Start of PAGE TEXT

Personally, I do not think it is appropriate, because a child tht age is not yet mature enough to recognize his own sexuality.

SeventhSense's avatar

Completely immoral and damaging to healthy sexual development.

Kelly27's avatar

Although I may not agree with porn being viewed by a child I don’t see the need to hide and shelter children from all things sexual.
If we were a little more open about sex with children I think it might do them more good than harm in some cases.

phoenyx's avatar

I don’t know about the legality, but I don’t think it is appropriate. I agree that what you teach about sexuality should correspond to the maturity level of the child.

Bluefreedom's avatar

Why in the world would someone ever consider letting a 9 year old watch porn? There is just no reason for this whatsoever. I find it apalling too, Judi. And disgusting also.

augustlan's avatar

Absolutely inappropriate. Seeing nudity is one thing. Even (accidentally) seeing love-making is different. Outright porn should never be shown to children.

Judi's avatar

i can’t believe how many people are still up this late!

Kelly27's avatar

@Judi Us newcomers tend to do our best work late at night ;)

Bluefreedom's avatar

@Kelly27. Some of us old timers do too. =)

casheroo's avatar

what other question??

A 9 year old shouldn’t porn. Not appropriate at all. Nudity is different though.

Kelly27's avatar

@Bluefreedom That makes me very happy :)
I love late night discussions.

rooeytoo's avatar

I live in Australia and it is the middle of the afternoon!

I personally find pornography degrading to the person performing in the photo or movie and I think it is degrading to the watcher as well. How can there ever be equality when half of the population views the other half as a couple of anatomical parts instead of an entire human being. I think it is sad that women don’t have more self esteem than to make themselves into an object to be used.

Anyhow, definitely no good for a child, gives male children the wrong idea about the value of women and gives female children the idea that they are nothing but objects to be used by males.

The_unconservative_one's avatar

If you think that is okay, you shouldn’t have children.

shadling21's avatar

I’m torn. I don’t think it’s the end of the world if a child sees porn. I don’t know just how harmful it would be for a child to see porn – for ages upon ages, children were exposed to the topic of sexuality from a very young age. They turned out okay.

I’m currently taking a course on eroticism and it’s really challenging my perspectives on sexuality. I say this as something of a disclaimer: I haven’t fully defined where I stand on this issue. There is a part of me that says it’s very wrong, and there’s a part of me that believes that a lot of society’s problems could be fixed if sexuality wasn’t suppressed through taboo. Age and the development of a child is something that I don’t really understand (except through my own experiences), so I’m not sure I can comment on it.

I’m sure you’re all disgusted about what I said on the other question. My comment there was about the comparison to this issue to child abuse. I think that it may be inappropriate, but you cannot accuse the parent in the situation of child abuse if you do not know all of the details of their situation.

End of PAGE TEXT
Start of ENTRIES SHOWN

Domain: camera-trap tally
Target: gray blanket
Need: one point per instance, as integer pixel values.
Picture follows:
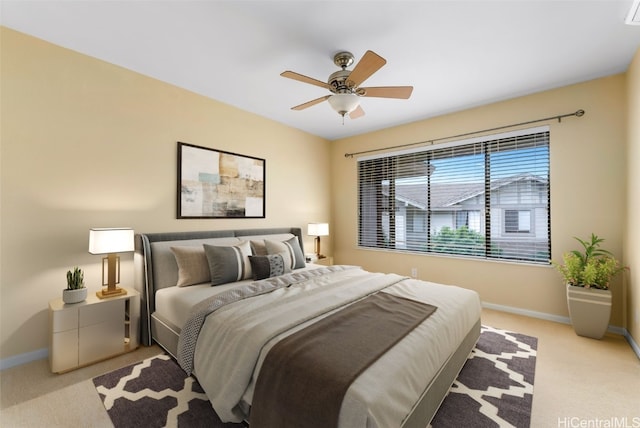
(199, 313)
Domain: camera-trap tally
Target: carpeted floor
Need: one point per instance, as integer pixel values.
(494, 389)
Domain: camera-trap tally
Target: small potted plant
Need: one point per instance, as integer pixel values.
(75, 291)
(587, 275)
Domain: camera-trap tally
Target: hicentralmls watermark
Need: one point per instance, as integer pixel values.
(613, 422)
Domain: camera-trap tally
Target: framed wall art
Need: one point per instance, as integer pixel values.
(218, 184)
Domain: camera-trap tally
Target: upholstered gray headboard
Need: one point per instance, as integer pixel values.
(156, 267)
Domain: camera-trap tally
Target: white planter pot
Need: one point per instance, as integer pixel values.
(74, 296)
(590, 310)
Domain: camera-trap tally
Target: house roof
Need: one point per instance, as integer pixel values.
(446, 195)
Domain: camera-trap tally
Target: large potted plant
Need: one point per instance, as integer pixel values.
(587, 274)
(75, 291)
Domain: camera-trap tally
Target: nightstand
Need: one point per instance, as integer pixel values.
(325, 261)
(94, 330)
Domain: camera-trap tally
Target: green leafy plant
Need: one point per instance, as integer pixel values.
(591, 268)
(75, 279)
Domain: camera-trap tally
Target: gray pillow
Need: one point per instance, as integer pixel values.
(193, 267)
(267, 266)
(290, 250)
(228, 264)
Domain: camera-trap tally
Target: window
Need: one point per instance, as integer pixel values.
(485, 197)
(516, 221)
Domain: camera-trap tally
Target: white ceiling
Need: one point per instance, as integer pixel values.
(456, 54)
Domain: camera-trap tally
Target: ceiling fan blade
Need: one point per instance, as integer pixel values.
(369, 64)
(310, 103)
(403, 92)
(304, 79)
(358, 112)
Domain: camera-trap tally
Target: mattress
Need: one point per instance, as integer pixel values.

End of ENTRIES SHOWN
Start of ENTRIES SHOWN

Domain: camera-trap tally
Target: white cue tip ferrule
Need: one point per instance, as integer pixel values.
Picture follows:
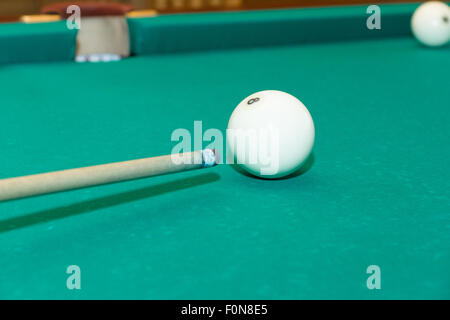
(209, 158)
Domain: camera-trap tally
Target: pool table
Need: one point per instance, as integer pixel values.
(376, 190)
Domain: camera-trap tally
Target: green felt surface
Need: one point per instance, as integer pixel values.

End of ENTRIES SHOWN
Start of ENTRIES SHOWN

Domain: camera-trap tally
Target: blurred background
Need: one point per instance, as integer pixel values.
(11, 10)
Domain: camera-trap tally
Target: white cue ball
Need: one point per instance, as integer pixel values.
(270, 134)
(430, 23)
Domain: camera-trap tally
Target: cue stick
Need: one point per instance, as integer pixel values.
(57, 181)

End of ENTRIES SHOWN

• **WHAT TO DO**
Retype the stretch of the forum discussion from "Absolutely inappropriate. Seeing" through "timers do too. =)" without changing any of its words.

• **FINAL ANSWER**
Absolutely inappropriate. Seeing nudity is one thing. Even (accidentally) seeing love-making is different. Outright porn should never be shown to children.

Judi's avatar

i can’t believe how many people are still up this late!

Kelly27's avatar

@Judi Us newcomers tend to do our best work late at night ;)

Bluefreedom's avatar

@Kelly27. Some of us old timers do too. =)